FRAGMENTO DEL DOCUMENTO -
Homilía del R.P. Carlos M. Buela, V.E., predicada en la Santa Misa dominical a los jóvenes del oratorio festivo “Beato Pier Giorgio Frassati”, en noviembre de 1995
En el Evangelio que acabamos de escuchar, se nos narra la célebre parábola del fariseo y del publicano. El fariseo -que se creía justo- entra en el templo todo lleno de orgullo, y le habla a Dios como de igual a igual: “¡Oh Dios! Te doy gracias por que no soy como los demás hombres, ladrones, injustos, adúlteros, ni tampoco como este publicano” (Lc 18,11).
El publicano por el contrario -que se tenía por pecador porque era el cobrador de impuestos- se había quedado en el fondo del templo. A la inversa del fariseo, asume una actitud profundamente humilde. Se mantiene a distancia, no se anima siquiera a levantar los ojos hacia el cielo, se golpea el pecho -como cuando rezamos el “yo pecador” en señal de que nos consideramos pecadores y de que estamos arrepentidos-.
Dice desde el fondo del templo: “¡Oh Dios! ¡Ten compasión de mí, que soy pecador!” (Lc 18,13).
Los fariseos eran un conjunto de hombres que tenían determinadas características que vamos a analizar. En el hombre, cada órgano tiene su enfermedad propia: la enfermedad de los ojos se llama conjuntivitis; la del estómago, gastritis; la del hígado, hepatitis; la de los bronquios, bronquitis. En los animales sucede lo mismo: la enfermedad más común en los perros se llama rabia, en las vacas aftosa, y así podríamos seguir con innumerables ejemplos.
En la religión, la enfermedad propia es el fariseísmo. Este viene a ser como el cáncer de la religión, la sífilis de la religión. Nuestro Señor Jesucristo luchó a brazo partido contra los fariseos de su época -contra los fariseos de todas las épocas- que son los que finalmente lo llevaron a la muerte. ¿Y cómo caracteriza Jesús al fariseísmo? Lo caracteriza perfectamente bien en el capítulo veintitrés del evangelio de San Mateo. Allí describe todo lo que estos hombres hacían. Vamos a basarnos entonces en este capítulo para describir los elementos fundamentales del fariseísmo.

CONSIGNA - Prosigue la homilía sobre el fariseo y el publicano a partir de su última oración.

MATERIAL PROPORCIONADO -
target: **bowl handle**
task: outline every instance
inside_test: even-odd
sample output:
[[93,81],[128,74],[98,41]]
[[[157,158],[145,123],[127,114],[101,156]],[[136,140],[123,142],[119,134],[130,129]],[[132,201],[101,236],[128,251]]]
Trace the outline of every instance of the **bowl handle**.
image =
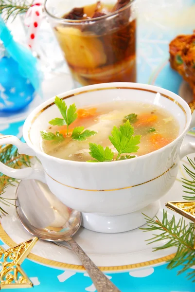
[[[21,142],[15,136],[3,136],[0,137],[0,146],[11,144],[16,146],[19,154],[26,154],[35,156],[35,154],[26,143]],[[25,167],[21,169],[12,168],[0,162],[0,172],[5,175],[17,180],[34,179],[46,182],[44,172],[42,170],[34,169],[32,167]]]
[[[190,126],[190,129],[195,128],[195,110],[192,115],[192,121]],[[195,143],[189,142],[181,145],[180,150],[179,157],[182,159],[183,157],[188,154],[195,152]]]

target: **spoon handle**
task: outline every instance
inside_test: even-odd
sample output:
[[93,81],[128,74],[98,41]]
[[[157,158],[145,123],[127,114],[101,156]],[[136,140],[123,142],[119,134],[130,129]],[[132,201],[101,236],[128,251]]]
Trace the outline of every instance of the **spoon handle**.
[[82,262],[98,292],[121,292],[95,265],[74,239],[71,238],[66,241]]

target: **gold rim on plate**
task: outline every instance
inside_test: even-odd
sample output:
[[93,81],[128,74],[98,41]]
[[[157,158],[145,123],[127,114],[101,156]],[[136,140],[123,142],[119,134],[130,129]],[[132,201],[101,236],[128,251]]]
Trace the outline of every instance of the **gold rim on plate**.
[[[15,242],[14,240],[8,236],[8,235],[4,230],[2,226],[0,224],[0,237],[1,240],[6,244],[7,244],[10,247],[13,248],[17,245],[17,243]],[[160,264],[164,262],[170,260],[173,258],[176,254],[172,254],[168,256],[165,256],[162,257],[160,257],[156,259],[148,260],[145,262],[138,263],[136,264],[132,264],[130,265],[124,265],[123,266],[114,266],[113,267],[99,267],[100,270],[102,271],[120,271],[125,270],[132,270],[138,268],[143,268],[144,267],[148,267]],[[61,262],[56,261],[48,258],[45,258],[39,256],[34,254],[30,253],[28,256],[28,258],[33,261],[45,265],[53,267],[54,268],[59,268],[63,269],[70,269],[71,270],[77,270],[79,271],[85,271],[85,268],[83,266],[79,265],[73,265],[71,264],[67,264],[66,263],[62,263]]]

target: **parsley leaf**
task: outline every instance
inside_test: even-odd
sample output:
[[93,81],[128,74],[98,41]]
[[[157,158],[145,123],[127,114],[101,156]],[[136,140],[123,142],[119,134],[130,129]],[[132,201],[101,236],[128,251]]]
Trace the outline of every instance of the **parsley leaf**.
[[111,132],[112,136],[109,136],[108,138],[118,152],[116,160],[122,153],[130,153],[138,151],[139,147],[137,145],[140,143],[141,136],[137,135],[134,137],[134,133],[133,127],[128,120],[123,125],[121,125],[119,128],[114,127]]
[[55,104],[58,108],[63,119],[55,118],[49,122],[50,125],[53,126],[67,125],[67,135],[69,134],[69,126],[72,124],[77,118],[76,108],[74,104],[71,105],[67,110],[67,106],[65,102],[58,96],[55,96]]
[[67,120],[66,121],[67,126],[71,125],[71,124],[74,122],[77,118],[77,114],[76,111],[76,108],[74,104],[70,106],[69,109],[67,110]]
[[125,155],[125,156],[121,156],[119,159],[119,160],[126,160],[126,159],[131,159],[131,158],[134,158],[136,157],[135,155]]
[[103,162],[111,161],[114,156],[114,153],[108,147],[104,149],[102,145],[97,145],[95,143],[89,143],[89,154],[97,161],[89,160],[88,162]]
[[137,122],[138,115],[135,113],[130,113],[124,117],[123,122],[125,123],[128,120],[131,124],[134,124]]
[[179,55],[176,55],[176,63],[178,64],[178,65],[181,65],[182,64],[183,64],[183,60],[181,58],[181,56]]
[[67,124],[67,106],[66,105],[65,102],[64,101],[62,98],[60,98],[58,96],[55,96],[55,101],[54,102],[58,108],[59,111],[61,112],[61,114]]
[[148,133],[152,133],[152,132],[156,132],[155,128],[151,128],[148,130]]
[[51,132],[43,132],[43,131],[41,131],[41,137],[44,140],[47,140],[48,141],[57,141],[57,142],[61,142],[62,141],[64,138],[62,134],[60,134],[59,132],[56,132],[56,134],[53,133],[52,133]]
[[97,133],[95,131],[90,131],[90,130],[85,130],[84,132],[84,127],[77,127],[74,128],[71,136],[73,140],[76,140],[79,141],[83,141],[86,140],[89,137]]

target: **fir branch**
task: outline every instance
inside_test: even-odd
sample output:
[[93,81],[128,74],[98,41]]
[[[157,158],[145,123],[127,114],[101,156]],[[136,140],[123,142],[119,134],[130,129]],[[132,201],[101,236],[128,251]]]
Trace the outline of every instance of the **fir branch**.
[[[30,157],[24,154],[19,154],[18,149],[13,145],[0,147],[0,162],[13,168],[20,168],[23,166],[31,165]],[[7,212],[2,207],[1,204],[7,206],[13,205],[10,202],[15,199],[6,199],[2,197],[6,188],[9,185],[16,185],[18,181],[0,173],[0,217],[6,215]]]
[[[174,216],[169,220],[167,212],[163,210],[163,219],[161,222],[157,217],[151,219],[145,216],[147,227],[141,228],[144,232],[156,230],[161,231],[160,234],[153,234],[153,237],[148,239],[148,244],[166,239],[168,242],[161,246],[154,248],[155,251],[177,247],[177,248],[175,257],[169,261],[167,268],[170,269],[182,265],[179,271],[179,274],[190,269],[195,263],[195,250],[194,249],[195,240],[195,224],[190,222],[186,224],[183,218],[177,222]],[[195,282],[195,270],[187,274],[189,279]]]
[[5,21],[10,16],[13,17],[13,20],[18,14],[26,13],[33,2],[26,0],[0,0],[0,14],[2,14]]
[[183,185],[183,186],[185,188],[185,190],[183,191],[184,193],[191,194],[194,195],[194,196],[183,196],[183,198],[187,201],[195,201],[195,158],[194,159],[194,161],[188,157],[187,158],[193,169],[190,169],[185,165],[184,165],[183,166],[186,173],[191,178],[192,180],[182,179],[183,182],[185,184]]

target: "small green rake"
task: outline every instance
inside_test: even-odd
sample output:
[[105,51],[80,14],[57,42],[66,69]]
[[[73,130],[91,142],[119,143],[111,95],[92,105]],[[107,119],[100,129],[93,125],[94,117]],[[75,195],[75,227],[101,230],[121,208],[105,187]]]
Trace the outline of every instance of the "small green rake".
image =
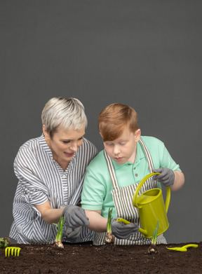
[[10,253],[11,255],[19,256],[20,251],[21,250],[20,247],[8,247],[5,249],[5,256],[6,257],[10,256]]

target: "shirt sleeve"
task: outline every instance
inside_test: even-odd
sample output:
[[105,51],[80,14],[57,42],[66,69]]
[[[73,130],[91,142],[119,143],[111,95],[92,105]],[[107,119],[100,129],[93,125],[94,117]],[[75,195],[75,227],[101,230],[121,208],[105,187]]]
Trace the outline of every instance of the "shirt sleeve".
[[26,202],[36,210],[34,205],[41,205],[48,199],[48,191],[41,181],[39,163],[29,150],[19,150],[14,161],[14,172],[21,186]]
[[159,142],[159,167],[168,167],[173,170],[180,170],[180,165],[171,157],[168,149],[162,142]]
[[87,167],[81,193],[82,208],[87,210],[102,210],[106,196],[106,185],[97,178],[90,167]]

RESPUESTA -
Primera característica: hipocresía.
Por fuera, fingían ser religiosos, pero por dentro no lo eran. Llevaban en sus mantos colgadas las filacterias, y en la frente inscripciones de la Ley, de la Torá y de los mandamientos, porque está escrito:”…los mandamientos (de Yahveh) …serán como una insignia entre tus ojos…” (Dt 6, 1.8) . Pero, ¿ y por dentro? Por dentro, interiormente, estaban corruptos, putrefactos. Por eso Jesús los compara con los sepulcros blanqueados. Para ellos, era pecado tocar los sepulcros, por eso los blanqueaban con cal: para que se advirtiese su presencia y no se caminase sobre ellos. Desde afuera, parecían limpios por la blancura de la cal, pero por dentro sólo había podredumbre.
Así eran los fariseos, y así son los fariseos de todos los tiempos, también en nuestro tiempo.
Siempre digo que el seminario es la fábrica de curas, porque así es. Pero si no hay buena formación ¡se convierte en una fábrica de fariseos! Porque es muy fácil poner el acento de la religión en las cosas exteriores y olvidar que lo principal está en lo interior.
Por eso Jesús en el evangelio de San Mateo dice: “Ellos dicen, y no hacen” (Mt 23,3). Decían muchas cosas, tenían cientos de preceptos, que los inventaban ellos, pero no los cumplían. Por ejemplo, para ver el absurdo al que llegaba la legislación rabínica, basta considerar cuáles eran los temas de sus disputas: discutían entre ellos -en tiempos de Nuestro Señor- sobre si era lícito comer el huevo que ponía una gallina en día sábado, porque al poner el huevo, trabajaba, y en día sábado-según la ley farisea- no se puede trabajar. ¡Una ridiculez!
Segunda característica: ostentación.
Querían mostrar a los demás su bondad, su piedad, su religiosidad. “…se hacen bien anchas las filacterias y bien largos los flecos del manto, quieren el primer puesto en los banquetes y los primeros asientos en las sinagogas…” (Mt 23, 5-6). Es la religión vuelta ostentación, cosa exterior.
Tercera característica: desprecio del prójimo.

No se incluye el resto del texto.